# YOUR OBJECTIVE
Recast every line of the records below as a Markdown table with two columns, Row and Line, numbering the rows in order and leaving out blank lines. Don't include the pictures in your table.

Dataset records
--------

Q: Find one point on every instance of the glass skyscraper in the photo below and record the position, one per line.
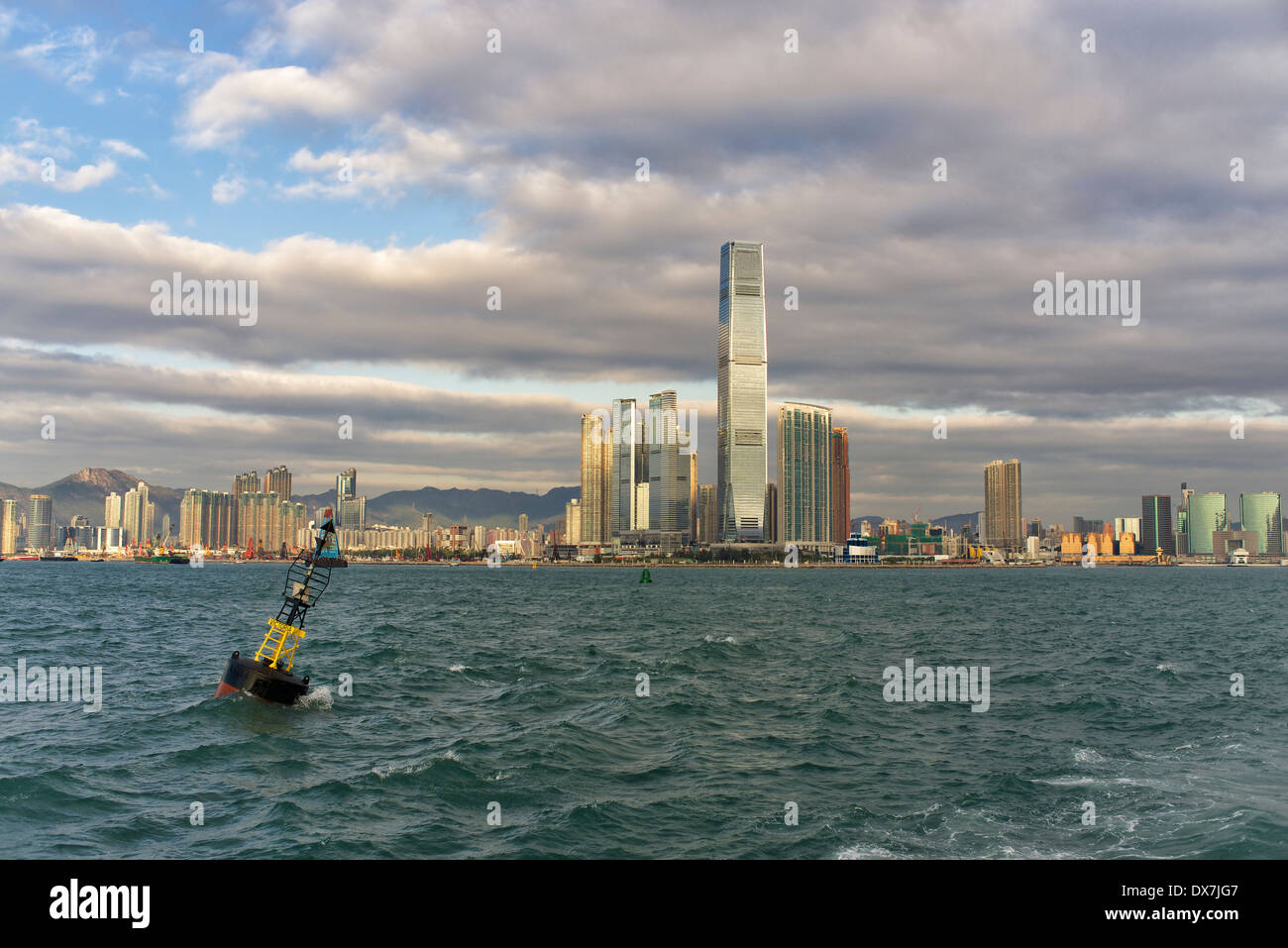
(1263, 513)
(1004, 518)
(593, 479)
(668, 468)
(805, 473)
(40, 522)
(741, 366)
(1205, 514)
(1155, 524)
(629, 463)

--------

# CORRECT RESPONSE
| Row | Line |
|---|---|
| 1 | Q: Find one point on every instance of the glass skyscraper in the photo below and record the position, one per line. |
| 2 | (1263, 513) |
| 3 | (1004, 518) |
| 4 | (593, 479) |
| 5 | (668, 468) |
| 6 | (805, 473) |
| 7 | (40, 522) |
| 8 | (741, 366) |
| 9 | (1205, 514) |
| 10 | (1155, 524) |
| 11 | (629, 463) |